SOURCE:
━━━━

Data Storage Formats edit

Our list of and information on data storage formats, including Avro, Parquet, ORCCFile, Carbondata and alternatives to these.

Category Definition

Libraries that support the storage of data on disk for data storage, real-time or batch analytics. Popularised by the use of distributed file systems in analytical platforms, common features include support for schema evolution (the ability to make changes to the schema but still read all historical data), support for both row and columnar data layouts (supporting efficient batch processing and analytical workloads respectively), complex record formats including nested objects and arrays, indexing to support random data access, and support for efficient inserts, updates and deletes as well as ACID transactions.

Further Information

A good introduction from Silicon Valley Data Science to text, SequenceFile, Avro, Parquet and ORC, along with some benchmarks - http://www.svds.com/dataformats/

Comparison of JSON, Avro, ORC and Parquet, including benchmarks, from August 2016 - https://www.slideshare.net/HadoopSummit/file-format-benchmark-avro-json-orc-parquet-65740483

Comparison of Parquet, Avro, HBase and Kudu, from January 2017 - https://db-blog.web.cern.ch/blog/zbigniew-baranowski/2017-01-performance-comparison-different-file-formats-and-storage-engines

Text Based Formats

Plain Text	Often formatted as either delimited (e.g. comma separated values (CSV) or pipe separated values (PSV)) or fixed width fields
XML	Supports the use of external schema definitions, but format can be verbose and serialisation/deserialisation performance often poor
JSON (Javascript Object Notation)	More efficient and terse than XML, but still suffers poor serialisation/deserialise performance

Row Based Formats

SequenceFile	Part of the Hadoop project, a container of binary key/value pairs used to store multiple smaller files inside a single large file - https://wiki.apache.org/hadoop/SequenceFile
Avro	Binary serialisation format supporting schema evolution and complex record types

Column Based Formats

RCFile	Early implementation of a columnar record format as part of the Apache Hive project - https://cwiki.apache.org/confluence/display/Hive/RCFile
ORCFile	Evolution of RCFile, spun out into it’s own Apache project
Parquet	Columnar format spun out from the Avro Trevni format
CarbonData	Columnar format created by Huawei to address a number of perceived shortcomings in existing formats

Map Based Formats

MapFile, SetFile, ArrayFile, BloomMapFile	Part of the Hadoop project and built on SequenceFile, with MapFile being the original file format used by HBase - http://blog.cloudera.com/blog/2011/01/hadoop-io-sequence-map-set-array-bloommap-files/
TFile	Container of key-value pairs, part of the Hadoop project - http://hadoop.apache.org/docs/r2.6.1/api/org/apache/hadoop/io/file/tfile/TFile.html
HFile	HBase storage format based on TFile and the SSTable format from the Google BigTable paper - http://hbase.apache.org/book.html#_hfile_format_2

And of course, any object store, NoSQL key value store or NoSQL wide column store can be used to store data by key.

━━━━

STORED RECORDS:
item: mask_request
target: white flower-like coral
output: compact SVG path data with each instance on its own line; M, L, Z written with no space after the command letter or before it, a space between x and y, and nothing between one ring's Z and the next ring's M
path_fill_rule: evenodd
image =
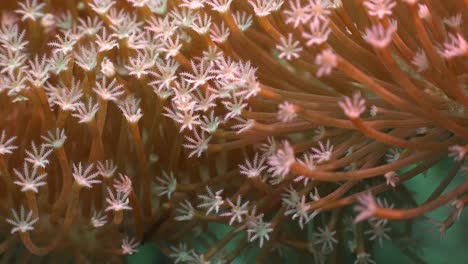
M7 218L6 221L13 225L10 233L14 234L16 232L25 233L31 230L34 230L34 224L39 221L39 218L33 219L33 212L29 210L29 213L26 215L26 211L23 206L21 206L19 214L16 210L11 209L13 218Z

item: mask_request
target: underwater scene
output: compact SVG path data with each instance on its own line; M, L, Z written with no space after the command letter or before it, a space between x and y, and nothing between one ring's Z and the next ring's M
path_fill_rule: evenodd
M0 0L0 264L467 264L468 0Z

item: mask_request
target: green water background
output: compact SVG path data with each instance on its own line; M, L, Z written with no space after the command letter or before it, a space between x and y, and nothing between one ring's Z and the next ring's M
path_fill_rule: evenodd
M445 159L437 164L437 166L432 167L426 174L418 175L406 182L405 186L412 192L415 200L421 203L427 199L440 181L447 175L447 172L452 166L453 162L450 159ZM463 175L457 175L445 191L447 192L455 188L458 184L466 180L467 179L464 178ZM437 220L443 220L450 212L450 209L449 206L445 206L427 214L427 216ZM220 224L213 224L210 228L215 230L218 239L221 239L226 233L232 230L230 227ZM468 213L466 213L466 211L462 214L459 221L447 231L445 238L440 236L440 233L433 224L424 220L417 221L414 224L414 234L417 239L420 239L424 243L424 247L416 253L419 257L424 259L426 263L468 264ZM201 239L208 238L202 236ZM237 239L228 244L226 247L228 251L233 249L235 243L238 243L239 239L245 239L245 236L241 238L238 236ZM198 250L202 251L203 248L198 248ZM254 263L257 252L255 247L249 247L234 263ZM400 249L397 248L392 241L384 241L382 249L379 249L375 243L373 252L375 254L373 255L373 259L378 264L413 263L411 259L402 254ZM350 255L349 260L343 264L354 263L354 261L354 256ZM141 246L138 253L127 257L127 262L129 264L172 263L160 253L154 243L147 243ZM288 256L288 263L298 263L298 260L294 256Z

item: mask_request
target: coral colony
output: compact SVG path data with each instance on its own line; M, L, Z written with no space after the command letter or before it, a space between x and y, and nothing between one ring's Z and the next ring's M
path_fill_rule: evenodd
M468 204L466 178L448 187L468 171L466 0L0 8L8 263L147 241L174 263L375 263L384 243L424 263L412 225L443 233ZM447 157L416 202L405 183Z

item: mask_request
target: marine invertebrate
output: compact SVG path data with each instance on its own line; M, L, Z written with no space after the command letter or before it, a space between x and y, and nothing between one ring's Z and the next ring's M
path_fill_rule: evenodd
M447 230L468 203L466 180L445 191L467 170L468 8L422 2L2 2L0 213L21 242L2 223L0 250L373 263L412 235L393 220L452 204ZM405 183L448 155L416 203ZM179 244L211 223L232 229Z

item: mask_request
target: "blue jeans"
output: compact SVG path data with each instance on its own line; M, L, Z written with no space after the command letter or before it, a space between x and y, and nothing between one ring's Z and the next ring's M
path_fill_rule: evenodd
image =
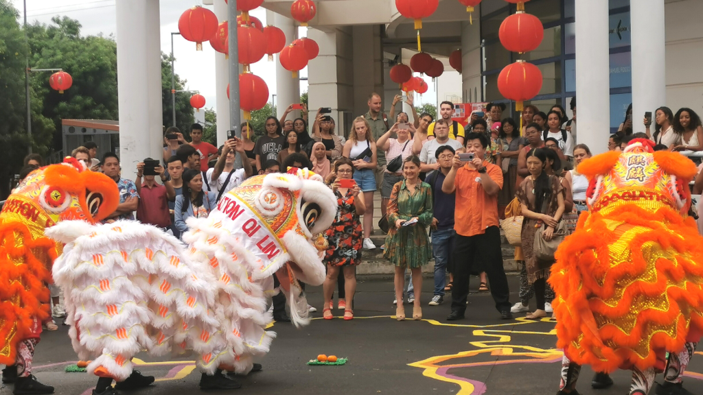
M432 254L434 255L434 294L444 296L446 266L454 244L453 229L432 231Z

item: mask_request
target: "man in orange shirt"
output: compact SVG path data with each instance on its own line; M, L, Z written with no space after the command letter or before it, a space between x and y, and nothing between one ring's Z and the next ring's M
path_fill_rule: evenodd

━━━━

EXERCISE SET:
a) Decide whether each statement agrees with the data storage formats page. For each, answer yes or no and quote the words of the page that decide it. (i) ORCFile is described as an evolution of RCFile. (ii) CarbonData was created as part of the Apache Hive project. (iii) JSON is described as more efficient than XML.
b) According to the data storage formats page, what does supporting both row and columnar data layouts achieve?

WORKED ANSWERS:
a)
(i) Yes: "Evolution of RCFile".
(ii) No: "Columnar format created by Huawei".
(iii) Yes: "More efficient and terse than XML".

b) The page says supporting both layouts allows efficient batch processing and analytical workloads. Row layouts serve batch processing, and columnar layouts serve analytical workloads.